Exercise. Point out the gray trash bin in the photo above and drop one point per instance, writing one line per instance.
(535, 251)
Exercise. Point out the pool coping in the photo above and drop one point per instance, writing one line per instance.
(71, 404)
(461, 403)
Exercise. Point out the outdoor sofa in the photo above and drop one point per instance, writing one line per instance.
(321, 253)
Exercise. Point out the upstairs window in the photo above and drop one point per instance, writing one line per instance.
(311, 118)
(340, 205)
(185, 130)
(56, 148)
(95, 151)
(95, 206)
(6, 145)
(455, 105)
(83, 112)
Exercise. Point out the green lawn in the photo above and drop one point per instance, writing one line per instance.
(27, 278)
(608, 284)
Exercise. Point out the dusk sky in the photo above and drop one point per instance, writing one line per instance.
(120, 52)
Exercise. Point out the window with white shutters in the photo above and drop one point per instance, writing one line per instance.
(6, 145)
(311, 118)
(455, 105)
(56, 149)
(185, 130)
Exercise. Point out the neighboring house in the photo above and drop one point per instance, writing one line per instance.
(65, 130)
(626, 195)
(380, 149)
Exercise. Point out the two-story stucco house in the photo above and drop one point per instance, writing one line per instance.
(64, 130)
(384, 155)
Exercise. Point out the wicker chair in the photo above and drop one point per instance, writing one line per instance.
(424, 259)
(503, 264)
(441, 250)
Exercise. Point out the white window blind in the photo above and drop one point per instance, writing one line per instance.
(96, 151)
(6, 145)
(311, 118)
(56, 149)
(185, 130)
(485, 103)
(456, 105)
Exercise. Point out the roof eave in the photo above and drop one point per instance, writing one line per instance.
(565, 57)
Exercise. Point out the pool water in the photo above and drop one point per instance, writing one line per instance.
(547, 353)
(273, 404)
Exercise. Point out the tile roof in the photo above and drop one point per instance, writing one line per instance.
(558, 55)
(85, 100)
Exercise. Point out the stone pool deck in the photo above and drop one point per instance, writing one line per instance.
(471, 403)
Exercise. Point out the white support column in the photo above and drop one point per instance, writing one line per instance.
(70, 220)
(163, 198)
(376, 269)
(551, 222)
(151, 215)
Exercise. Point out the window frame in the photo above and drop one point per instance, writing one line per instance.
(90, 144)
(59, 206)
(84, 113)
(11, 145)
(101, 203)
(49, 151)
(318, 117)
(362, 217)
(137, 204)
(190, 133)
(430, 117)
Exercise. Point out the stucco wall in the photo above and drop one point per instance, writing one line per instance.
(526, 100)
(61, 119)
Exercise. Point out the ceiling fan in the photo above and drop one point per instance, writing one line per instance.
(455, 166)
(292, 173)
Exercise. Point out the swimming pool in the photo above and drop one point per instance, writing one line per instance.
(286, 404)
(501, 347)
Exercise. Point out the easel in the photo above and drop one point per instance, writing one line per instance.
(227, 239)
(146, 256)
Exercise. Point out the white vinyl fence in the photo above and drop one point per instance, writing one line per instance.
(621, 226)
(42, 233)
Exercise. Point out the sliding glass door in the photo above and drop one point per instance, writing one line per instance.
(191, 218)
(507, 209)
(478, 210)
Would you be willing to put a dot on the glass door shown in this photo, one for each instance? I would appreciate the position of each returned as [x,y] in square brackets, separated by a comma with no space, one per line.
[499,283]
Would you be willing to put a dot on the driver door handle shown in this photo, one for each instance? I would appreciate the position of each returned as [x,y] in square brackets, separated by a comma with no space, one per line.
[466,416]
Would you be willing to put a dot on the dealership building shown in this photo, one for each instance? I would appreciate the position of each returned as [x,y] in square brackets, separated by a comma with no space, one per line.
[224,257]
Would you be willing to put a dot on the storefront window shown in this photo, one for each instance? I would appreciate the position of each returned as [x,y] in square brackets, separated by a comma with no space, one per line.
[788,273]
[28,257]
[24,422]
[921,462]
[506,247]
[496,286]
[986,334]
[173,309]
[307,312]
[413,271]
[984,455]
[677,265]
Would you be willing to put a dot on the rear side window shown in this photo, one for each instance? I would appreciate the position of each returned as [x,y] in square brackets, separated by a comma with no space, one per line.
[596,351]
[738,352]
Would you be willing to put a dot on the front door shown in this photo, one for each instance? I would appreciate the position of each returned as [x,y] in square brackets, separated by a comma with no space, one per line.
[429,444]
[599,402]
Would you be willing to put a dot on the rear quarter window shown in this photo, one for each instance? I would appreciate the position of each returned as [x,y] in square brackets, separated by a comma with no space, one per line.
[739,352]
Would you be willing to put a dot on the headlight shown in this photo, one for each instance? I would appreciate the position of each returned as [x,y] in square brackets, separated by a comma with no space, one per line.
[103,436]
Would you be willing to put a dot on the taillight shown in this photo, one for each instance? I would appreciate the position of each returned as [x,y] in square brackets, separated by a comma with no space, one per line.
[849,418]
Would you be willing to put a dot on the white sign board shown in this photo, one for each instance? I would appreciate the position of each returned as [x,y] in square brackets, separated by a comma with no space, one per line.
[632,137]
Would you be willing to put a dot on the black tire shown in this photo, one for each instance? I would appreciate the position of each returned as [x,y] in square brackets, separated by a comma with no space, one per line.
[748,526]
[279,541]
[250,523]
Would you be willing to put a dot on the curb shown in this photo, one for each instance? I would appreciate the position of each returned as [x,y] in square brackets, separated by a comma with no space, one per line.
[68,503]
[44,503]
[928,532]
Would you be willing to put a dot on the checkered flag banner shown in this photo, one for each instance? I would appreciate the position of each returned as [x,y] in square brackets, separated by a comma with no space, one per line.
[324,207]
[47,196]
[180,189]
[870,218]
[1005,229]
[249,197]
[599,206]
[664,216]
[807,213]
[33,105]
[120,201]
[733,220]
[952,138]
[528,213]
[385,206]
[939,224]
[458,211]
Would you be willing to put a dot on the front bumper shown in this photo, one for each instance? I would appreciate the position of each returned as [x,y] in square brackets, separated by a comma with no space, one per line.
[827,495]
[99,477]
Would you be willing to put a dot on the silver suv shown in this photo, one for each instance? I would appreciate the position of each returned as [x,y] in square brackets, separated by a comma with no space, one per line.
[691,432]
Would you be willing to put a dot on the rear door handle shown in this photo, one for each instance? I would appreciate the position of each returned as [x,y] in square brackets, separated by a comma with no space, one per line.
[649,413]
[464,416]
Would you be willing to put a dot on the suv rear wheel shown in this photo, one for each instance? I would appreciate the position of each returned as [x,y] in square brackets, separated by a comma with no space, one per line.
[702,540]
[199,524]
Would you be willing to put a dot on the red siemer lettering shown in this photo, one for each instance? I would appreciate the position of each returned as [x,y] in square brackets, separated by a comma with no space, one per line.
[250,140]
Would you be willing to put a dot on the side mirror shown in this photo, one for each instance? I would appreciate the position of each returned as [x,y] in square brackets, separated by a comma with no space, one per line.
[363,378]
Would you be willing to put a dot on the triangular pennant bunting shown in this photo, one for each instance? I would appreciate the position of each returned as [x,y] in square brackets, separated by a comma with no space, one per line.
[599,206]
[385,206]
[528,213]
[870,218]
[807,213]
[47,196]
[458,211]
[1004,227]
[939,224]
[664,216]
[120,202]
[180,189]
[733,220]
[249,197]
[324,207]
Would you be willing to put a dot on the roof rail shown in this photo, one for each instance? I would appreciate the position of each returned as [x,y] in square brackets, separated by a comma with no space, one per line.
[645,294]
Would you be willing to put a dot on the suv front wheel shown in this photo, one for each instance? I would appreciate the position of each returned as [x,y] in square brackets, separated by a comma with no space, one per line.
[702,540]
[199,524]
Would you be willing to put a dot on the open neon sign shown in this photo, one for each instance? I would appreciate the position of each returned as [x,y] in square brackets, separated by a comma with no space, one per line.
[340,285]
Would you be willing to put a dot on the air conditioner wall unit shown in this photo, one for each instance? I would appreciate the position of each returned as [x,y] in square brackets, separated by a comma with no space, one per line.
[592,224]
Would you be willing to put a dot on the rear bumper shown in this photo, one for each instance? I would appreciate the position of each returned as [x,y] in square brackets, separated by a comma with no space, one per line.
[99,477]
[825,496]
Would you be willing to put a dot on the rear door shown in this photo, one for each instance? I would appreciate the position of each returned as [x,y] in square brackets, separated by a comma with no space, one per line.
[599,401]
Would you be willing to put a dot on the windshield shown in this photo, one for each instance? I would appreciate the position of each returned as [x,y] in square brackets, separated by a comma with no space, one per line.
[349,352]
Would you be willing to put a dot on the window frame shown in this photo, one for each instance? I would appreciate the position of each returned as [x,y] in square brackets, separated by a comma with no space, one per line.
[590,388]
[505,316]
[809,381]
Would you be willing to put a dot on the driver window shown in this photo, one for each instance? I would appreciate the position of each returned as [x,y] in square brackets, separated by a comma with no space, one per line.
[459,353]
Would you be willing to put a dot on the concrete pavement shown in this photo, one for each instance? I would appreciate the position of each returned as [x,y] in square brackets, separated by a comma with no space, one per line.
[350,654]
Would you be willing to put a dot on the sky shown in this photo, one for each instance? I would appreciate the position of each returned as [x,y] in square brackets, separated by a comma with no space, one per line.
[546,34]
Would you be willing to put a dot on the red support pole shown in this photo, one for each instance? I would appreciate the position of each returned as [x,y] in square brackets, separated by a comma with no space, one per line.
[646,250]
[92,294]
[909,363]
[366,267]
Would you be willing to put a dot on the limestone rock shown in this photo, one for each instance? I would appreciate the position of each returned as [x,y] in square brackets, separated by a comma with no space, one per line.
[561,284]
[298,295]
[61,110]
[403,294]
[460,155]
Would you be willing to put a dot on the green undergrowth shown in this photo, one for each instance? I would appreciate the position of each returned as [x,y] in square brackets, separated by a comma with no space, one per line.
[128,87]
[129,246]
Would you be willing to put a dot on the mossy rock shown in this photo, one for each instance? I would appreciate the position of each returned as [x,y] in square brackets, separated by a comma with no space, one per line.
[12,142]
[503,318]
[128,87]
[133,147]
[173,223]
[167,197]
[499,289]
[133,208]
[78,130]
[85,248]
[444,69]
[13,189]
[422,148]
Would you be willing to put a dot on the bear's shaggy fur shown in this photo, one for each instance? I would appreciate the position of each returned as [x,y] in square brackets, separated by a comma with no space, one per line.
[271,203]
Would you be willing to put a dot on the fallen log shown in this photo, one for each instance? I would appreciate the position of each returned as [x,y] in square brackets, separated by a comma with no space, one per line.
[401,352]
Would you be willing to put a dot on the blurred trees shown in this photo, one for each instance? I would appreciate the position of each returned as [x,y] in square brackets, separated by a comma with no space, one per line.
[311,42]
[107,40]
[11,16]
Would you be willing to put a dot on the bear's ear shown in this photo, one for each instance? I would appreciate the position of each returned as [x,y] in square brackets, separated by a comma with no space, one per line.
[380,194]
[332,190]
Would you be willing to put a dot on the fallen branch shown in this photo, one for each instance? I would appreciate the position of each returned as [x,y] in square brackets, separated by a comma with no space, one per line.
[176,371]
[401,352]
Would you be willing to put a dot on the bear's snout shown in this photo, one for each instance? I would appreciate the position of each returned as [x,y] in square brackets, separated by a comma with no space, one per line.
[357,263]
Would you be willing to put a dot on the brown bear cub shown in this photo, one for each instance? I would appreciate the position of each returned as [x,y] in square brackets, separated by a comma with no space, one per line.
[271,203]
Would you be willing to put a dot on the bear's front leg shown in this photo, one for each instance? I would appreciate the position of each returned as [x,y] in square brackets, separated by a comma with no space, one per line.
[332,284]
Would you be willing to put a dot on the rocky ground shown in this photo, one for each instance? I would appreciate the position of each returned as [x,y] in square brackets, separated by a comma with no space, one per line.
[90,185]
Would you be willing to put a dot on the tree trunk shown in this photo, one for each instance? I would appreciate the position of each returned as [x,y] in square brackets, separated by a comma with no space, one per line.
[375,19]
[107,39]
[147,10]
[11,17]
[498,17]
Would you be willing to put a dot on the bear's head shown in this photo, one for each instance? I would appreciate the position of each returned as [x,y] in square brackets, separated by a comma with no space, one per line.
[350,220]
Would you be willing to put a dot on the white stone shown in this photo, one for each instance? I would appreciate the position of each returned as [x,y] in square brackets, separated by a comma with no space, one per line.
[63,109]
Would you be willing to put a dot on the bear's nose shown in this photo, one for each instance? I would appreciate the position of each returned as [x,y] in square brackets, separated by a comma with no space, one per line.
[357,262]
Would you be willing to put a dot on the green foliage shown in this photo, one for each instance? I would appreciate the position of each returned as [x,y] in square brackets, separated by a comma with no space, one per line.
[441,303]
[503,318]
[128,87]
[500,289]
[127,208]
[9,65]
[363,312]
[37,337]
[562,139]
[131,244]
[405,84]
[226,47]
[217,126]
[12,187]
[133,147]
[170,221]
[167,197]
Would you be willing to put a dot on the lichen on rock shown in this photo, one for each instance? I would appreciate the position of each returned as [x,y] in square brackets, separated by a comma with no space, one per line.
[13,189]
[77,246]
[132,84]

○ ○ ○ ○ ○ ○ ○

Retype, exactly and only, the lines running from the one with "Would you be willing to put a dot on the rocky" through the final line of the listing above.

Would you be willing to put a dot on the rocky ground shown in this photo, one for each instance? I would appreciate the position of each returned as [x,y] in square brackets, separated by a comma with no space, one per line.
[90,185]
Would you be willing to put a dot on the tree trunk shown in this photo, one for each instance? I would appreciate the position of each returned as [x,y] in square brackets, separated by a comma with no space, one per line.
[375,19]
[107,39]
[147,10]
[11,17]
[498,17]
Would you be willing to put a dot on the bear's head shown in this photo, one for each instance? I would appreciate the position of each returned as [x,y] in square brackets, separated by a comma with no space, one per line.
[350,220]
Would you be willing to put a dot on the white stone shown in this photo, one for each instance? I would appreciate the position of each returned as [x,y] in square brackets, separated by a comma with no space, one per line.
[63,109]
Would you be willing to put a dot on the bear's nose shown in this photo, one for each instance? I would appreciate the position of each returned as [x,y] in square brackets, separated by a comma with no space, one per line.
[357,262]
Would you be willing to put a dot on the green foliage shown in this photo, one for each instance? I would appreciate the position of each returned as [x,y] in square brackets, separated by a comma with no space, one per line.
[441,303]
[503,318]
[128,87]
[500,289]
[127,208]
[9,65]
[363,312]
[37,337]
[562,139]
[131,244]
[405,84]
[226,47]
[217,126]
[12,187]
[133,147]
[170,221]
[167,197]
Would you be willing to put a dot on the lichen on rock shown in this photo, one for each instance? I would appreciate the position of each returned as [x,y] in square brackets, separated by a comma with no space, one per line.
[13,189]
[77,246]
[132,84]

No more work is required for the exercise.